Exercise details — Nothing before the line containing "point_to annotates the city" belongs in the answer; quote that line and all lines after it through the end of the material, word for word.

Material provided —
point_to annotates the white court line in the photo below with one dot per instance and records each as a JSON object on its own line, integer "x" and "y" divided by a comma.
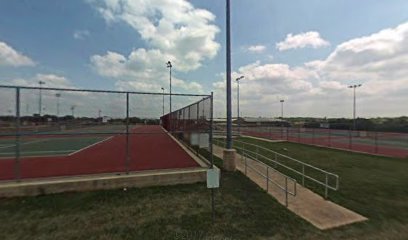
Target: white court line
{"x": 82, "y": 149}
{"x": 54, "y": 151}
{"x": 24, "y": 143}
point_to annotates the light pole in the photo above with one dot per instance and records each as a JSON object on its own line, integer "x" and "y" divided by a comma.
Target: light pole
{"x": 40, "y": 98}
{"x": 228, "y": 73}
{"x": 163, "y": 100}
{"x": 169, "y": 66}
{"x": 58, "y": 95}
{"x": 239, "y": 125}
{"x": 354, "y": 103}
{"x": 73, "y": 110}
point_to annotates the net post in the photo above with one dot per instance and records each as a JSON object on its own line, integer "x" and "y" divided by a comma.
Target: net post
{"x": 211, "y": 155}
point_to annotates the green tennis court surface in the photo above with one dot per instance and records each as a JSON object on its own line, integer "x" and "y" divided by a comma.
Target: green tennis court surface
{"x": 47, "y": 146}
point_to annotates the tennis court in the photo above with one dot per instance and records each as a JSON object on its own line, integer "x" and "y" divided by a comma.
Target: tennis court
{"x": 150, "y": 147}
{"x": 87, "y": 131}
{"x": 379, "y": 143}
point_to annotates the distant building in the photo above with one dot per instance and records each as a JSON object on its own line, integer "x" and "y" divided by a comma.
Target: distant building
{"x": 324, "y": 125}
{"x": 261, "y": 121}
{"x": 106, "y": 119}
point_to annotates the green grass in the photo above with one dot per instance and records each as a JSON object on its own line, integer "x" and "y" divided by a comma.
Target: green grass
{"x": 47, "y": 146}
{"x": 243, "y": 211}
{"x": 372, "y": 186}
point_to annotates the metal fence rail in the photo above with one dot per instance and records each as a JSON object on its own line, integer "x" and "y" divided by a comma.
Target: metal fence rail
{"x": 303, "y": 173}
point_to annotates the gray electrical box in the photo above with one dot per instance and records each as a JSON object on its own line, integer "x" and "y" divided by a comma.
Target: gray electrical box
{"x": 213, "y": 178}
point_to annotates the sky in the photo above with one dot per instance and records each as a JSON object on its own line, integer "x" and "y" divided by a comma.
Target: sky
{"x": 305, "y": 52}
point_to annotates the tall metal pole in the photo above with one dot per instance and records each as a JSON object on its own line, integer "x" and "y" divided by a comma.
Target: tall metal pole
{"x": 239, "y": 124}
{"x": 17, "y": 172}
{"x": 354, "y": 103}
{"x": 282, "y": 101}
{"x": 58, "y": 95}
{"x": 228, "y": 51}
{"x": 127, "y": 160}
{"x": 170, "y": 66}
{"x": 354, "y": 109}
{"x": 40, "y": 98}
{"x": 163, "y": 101}
{"x": 211, "y": 152}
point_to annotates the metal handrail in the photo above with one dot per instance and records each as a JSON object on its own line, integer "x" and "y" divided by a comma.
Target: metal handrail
{"x": 293, "y": 193}
{"x": 325, "y": 184}
{"x": 285, "y": 189}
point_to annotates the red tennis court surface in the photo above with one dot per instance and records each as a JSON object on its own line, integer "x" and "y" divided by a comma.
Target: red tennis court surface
{"x": 150, "y": 147}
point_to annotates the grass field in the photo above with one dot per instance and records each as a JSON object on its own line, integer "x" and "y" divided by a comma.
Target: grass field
{"x": 372, "y": 186}
{"x": 47, "y": 145}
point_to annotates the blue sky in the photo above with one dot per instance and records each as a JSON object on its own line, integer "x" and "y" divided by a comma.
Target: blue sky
{"x": 71, "y": 39}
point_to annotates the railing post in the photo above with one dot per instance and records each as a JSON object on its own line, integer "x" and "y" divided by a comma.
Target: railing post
{"x": 267, "y": 179}
{"x": 243, "y": 150}
{"x": 326, "y": 190}
{"x": 245, "y": 165}
{"x": 286, "y": 191}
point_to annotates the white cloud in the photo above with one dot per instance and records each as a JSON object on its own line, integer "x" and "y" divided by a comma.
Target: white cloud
{"x": 10, "y": 57}
{"x": 257, "y": 48}
{"x": 176, "y": 29}
{"x": 302, "y": 40}
{"x": 142, "y": 70}
{"x": 51, "y": 80}
{"x": 319, "y": 88}
{"x": 81, "y": 34}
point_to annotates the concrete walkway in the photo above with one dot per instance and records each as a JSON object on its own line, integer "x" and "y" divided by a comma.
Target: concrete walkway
{"x": 310, "y": 206}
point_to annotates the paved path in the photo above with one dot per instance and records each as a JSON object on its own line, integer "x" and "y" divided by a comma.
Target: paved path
{"x": 310, "y": 206}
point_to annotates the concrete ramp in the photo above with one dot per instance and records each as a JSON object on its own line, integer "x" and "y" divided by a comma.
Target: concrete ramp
{"x": 322, "y": 213}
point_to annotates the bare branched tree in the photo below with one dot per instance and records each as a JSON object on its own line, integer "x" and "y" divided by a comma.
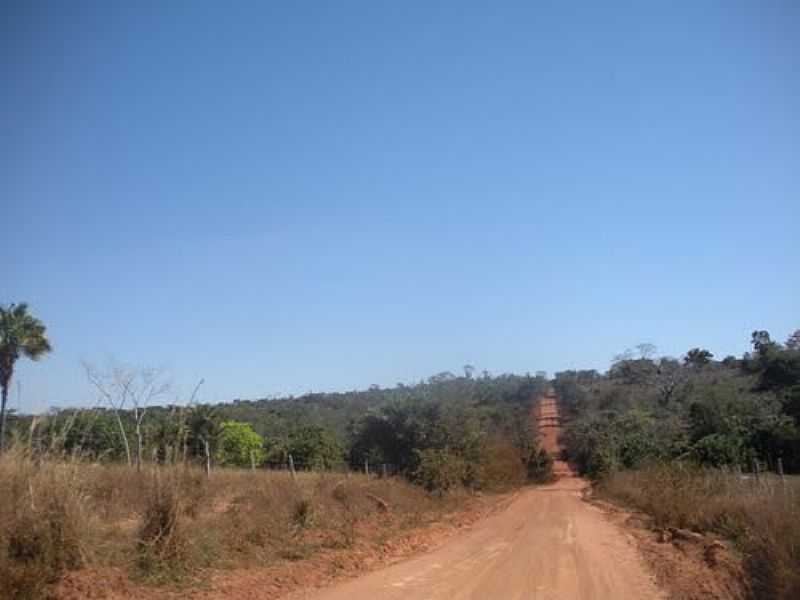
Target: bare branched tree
{"x": 123, "y": 387}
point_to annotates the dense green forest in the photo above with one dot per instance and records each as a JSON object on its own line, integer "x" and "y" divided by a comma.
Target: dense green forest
{"x": 738, "y": 412}
{"x": 445, "y": 431}
{"x": 742, "y": 413}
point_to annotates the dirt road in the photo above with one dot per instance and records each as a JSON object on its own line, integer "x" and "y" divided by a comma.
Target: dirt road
{"x": 547, "y": 545}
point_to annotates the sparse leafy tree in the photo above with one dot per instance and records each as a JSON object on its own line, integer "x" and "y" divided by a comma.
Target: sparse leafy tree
{"x": 697, "y": 357}
{"x": 238, "y": 445}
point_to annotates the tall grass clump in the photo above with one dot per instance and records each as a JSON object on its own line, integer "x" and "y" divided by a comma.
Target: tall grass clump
{"x": 173, "y": 524}
{"x": 761, "y": 515}
{"x": 45, "y": 525}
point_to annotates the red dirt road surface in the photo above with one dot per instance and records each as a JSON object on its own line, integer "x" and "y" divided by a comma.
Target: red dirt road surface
{"x": 547, "y": 545}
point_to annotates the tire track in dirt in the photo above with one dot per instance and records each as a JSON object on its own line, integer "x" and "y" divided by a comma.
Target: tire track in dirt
{"x": 548, "y": 544}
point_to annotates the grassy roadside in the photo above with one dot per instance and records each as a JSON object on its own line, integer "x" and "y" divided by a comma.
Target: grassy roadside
{"x": 170, "y": 526}
{"x": 761, "y": 517}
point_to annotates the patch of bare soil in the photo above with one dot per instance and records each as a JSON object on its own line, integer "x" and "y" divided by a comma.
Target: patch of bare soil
{"x": 378, "y": 544}
{"x": 687, "y": 565}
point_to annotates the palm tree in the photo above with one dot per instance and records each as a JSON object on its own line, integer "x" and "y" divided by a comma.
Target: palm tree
{"x": 21, "y": 334}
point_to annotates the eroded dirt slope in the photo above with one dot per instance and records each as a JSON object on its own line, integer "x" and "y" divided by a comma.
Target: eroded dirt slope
{"x": 547, "y": 545}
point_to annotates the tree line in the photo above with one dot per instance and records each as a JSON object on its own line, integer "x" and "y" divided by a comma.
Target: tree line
{"x": 731, "y": 413}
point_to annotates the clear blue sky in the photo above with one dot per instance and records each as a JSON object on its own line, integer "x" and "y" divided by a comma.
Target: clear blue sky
{"x": 293, "y": 196}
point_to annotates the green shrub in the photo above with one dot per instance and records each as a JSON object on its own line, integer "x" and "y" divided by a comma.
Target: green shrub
{"x": 440, "y": 470}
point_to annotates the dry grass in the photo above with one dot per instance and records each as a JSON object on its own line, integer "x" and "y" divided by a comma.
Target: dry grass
{"x": 172, "y": 524}
{"x": 762, "y": 516}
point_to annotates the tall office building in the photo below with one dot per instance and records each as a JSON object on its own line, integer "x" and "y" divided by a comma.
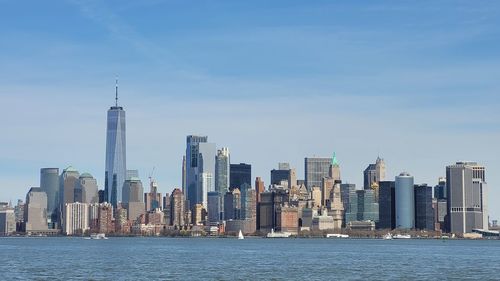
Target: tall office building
{"x": 374, "y": 173}
{"x": 35, "y": 210}
{"x": 116, "y": 157}
{"x": 387, "y": 205}
{"x": 362, "y": 206}
{"x": 7, "y": 220}
{"x": 133, "y": 198}
{"x": 222, "y": 166}
{"x": 440, "y": 189}
{"x": 424, "y": 211}
{"x": 86, "y": 189}
{"x": 184, "y": 173}
{"x": 405, "y": 201}
{"x": 213, "y": 208}
{"x": 76, "y": 218}
{"x": 239, "y": 175}
{"x": 68, "y": 182}
{"x": 315, "y": 170}
{"x": 49, "y": 182}
{"x": 152, "y": 199}
{"x": 177, "y": 209}
{"x": 334, "y": 172}
{"x": 200, "y": 158}
{"x": 466, "y": 186}
{"x": 132, "y": 174}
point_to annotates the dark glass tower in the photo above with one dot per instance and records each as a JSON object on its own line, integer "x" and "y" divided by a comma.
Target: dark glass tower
{"x": 115, "y": 154}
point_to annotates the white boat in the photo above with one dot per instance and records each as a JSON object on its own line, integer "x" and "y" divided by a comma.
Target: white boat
{"x": 402, "y": 236}
{"x": 98, "y": 236}
{"x": 273, "y": 234}
{"x": 388, "y": 236}
{"x": 336, "y": 235}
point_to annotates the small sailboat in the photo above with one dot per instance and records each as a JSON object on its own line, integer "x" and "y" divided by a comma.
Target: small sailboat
{"x": 388, "y": 236}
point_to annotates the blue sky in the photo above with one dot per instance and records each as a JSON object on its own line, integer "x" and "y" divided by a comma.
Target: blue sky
{"x": 275, "y": 81}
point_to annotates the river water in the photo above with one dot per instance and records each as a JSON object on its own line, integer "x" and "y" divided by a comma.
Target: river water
{"x": 250, "y": 259}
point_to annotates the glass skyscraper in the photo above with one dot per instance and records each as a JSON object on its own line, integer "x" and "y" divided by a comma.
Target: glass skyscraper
{"x": 116, "y": 169}
{"x": 200, "y": 169}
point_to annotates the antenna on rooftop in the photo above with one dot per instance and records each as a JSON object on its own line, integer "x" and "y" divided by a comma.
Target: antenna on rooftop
{"x": 116, "y": 93}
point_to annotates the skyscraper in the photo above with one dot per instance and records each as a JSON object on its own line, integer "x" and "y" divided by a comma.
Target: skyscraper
{"x": 35, "y": 211}
{"x": 405, "y": 201}
{"x": 465, "y": 187}
{"x": 49, "y": 182}
{"x": 86, "y": 189}
{"x": 222, "y": 162}
{"x": 315, "y": 170}
{"x": 387, "y": 205}
{"x": 374, "y": 173}
{"x": 200, "y": 158}
{"x": 133, "y": 198}
{"x": 76, "y": 218}
{"x": 116, "y": 167}
{"x": 424, "y": 212}
{"x": 239, "y": 175}
{"x": 68, "y": 182}
{"x": 7, "y": 220}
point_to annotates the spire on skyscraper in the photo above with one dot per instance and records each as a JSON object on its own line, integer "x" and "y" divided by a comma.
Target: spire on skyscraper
{"x": 334, "y": 160}
{"x": 116, "y": 92}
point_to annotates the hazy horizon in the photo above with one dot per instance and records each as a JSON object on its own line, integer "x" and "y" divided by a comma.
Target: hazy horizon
{"x": 416, "y": 83}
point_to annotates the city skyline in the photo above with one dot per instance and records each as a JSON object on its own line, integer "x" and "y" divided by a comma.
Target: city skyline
{"x": 264, "y": 115}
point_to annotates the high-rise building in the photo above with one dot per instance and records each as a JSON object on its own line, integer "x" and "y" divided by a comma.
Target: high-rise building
{"x": 116, "y": 153}
{"x": 133, "y": 198}
{"x": 362, "y": 206}
{"x": 35, "y": 211}
{"x": 345, "y": 191}
{"x": 86, "y": 189}
{"x": 239, "y": 175}
{"x": 283, "y": 166}
{"x": 315, "y": 170}
{"x": 259, "y": 188}
{"x": 7, "y": 220}
{"x": 132, "y": 174}
{"x": 177, "y": 209}
{"x": 334, "y": 172}
{"x": 222, "y": 166}
{"x": 49, "y": 182}
{"x": 200, "y": 158}
{"x": 374, "y": 173}
{"x": 387, "y": 205}
{"x": 405, "y": 201}
{"x": 466, "y": 186}
{"x": 213, "y": 208}
{"x": 105, "y": 214}
{"x": 336, "y": 208}
{"x": 76, "y": 218}
{"x": 152, "y": 199}
{"x": 184, "y": 173}
{"x": 424, "y": 211}
{"x": 248, "y": 203}
{"x": 440, "y": 189}
{"x": 68, "y": 182}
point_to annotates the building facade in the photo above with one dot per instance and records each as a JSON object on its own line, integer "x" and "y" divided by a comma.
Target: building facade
{"x": 116, "y": 154}
{"x": 240, "y": 174}
{"x": 49, "y": 182}
{"x": 315, "y": 170}
{"x": 465, "y": 210}
{"x": 405, "y": 201}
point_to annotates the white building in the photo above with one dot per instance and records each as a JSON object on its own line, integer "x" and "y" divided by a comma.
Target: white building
{"x": 76, "y": 218}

Task solution —
point_to annotates the city skyline in the photo above with one dot per instance and records each as a JSON object on its own line, integer "x" and "y" divided by a comma.
Target: city skyline
{"x": 264, "y": 115}
point_to annotates the high-rise building in the photo above with one dot per instance and records each as a JSON object on its own line, integer "x" and "y" divided by a comma.
Target: high-rise building
{"x": 116, "y": 153}
{"x": 133, "y": 198}
{"x": 362, "y": 206}
{"x": 35, "y": 211}
{"x": 345, "y": 191}
{"x": 86, "y": 189}
{"x": 239, "y": 175}
{"x": 283, "y": 166}
{"x": 315, "y": 170}
{"x": 259, "y": 188}
{"x": 7, "y": 220}
{"x": 132, "y": 174}
{"x": 177, "y": 209}
{"x": 334, "y": 172}
{"x": 222, "y": 166}
{"x": 49, "y": 182}
{"x": 200, "y": 158}
{"x": 374, "y": 173}
{"x": 387, "y": 205}
{"x": 405, "y": 201}
{"x": 466, "y": 186}
{"x": 213, "y": 208}
{"x": 105, "y": 214}
{"x": 336, "y": 208}
{"x": 76, "y": 218}
{"x": 152, "y": 199}
{"x": 184, "y": 173}
{"x": 424, "y": 211}
{"x": 248, "y": 203}
{"x": 440, "y": 189}
{"x": 68, "y": 182}
point_to annotates the building facade in the photo above with one dot per instance and records each as a JSON object on its own line, integer "x" and "y" divided by a comma.
Target: building facade
{"x": 116, "y": 154}
{"x": 240, "y": 174}
{"x": 49, "y": 182}
{"x": 315, "y": 170}
{"x": 465, "y": 210}
{"x": 405, "y": 201}
point_to annotates the white building in the photo above with one dot per instance and records each as a JSON object on its own line, integer "x" and "y" divided by a comma.
Target: white building
{"x": 76, "y": 218}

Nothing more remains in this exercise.